> _Work required_
Copy every line of the records below, the requests included, and shift each bounding-box coordinate in the answers by adding 39 to it.

> _Data for the task_
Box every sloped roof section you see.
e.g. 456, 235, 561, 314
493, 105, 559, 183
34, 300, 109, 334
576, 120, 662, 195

> _The reply_
Box every sloped roof section you see.
e.g. 456, 235, 561, 314
532, 144, 598, 222
73, 339, 148, 373
615, 159, 701, 234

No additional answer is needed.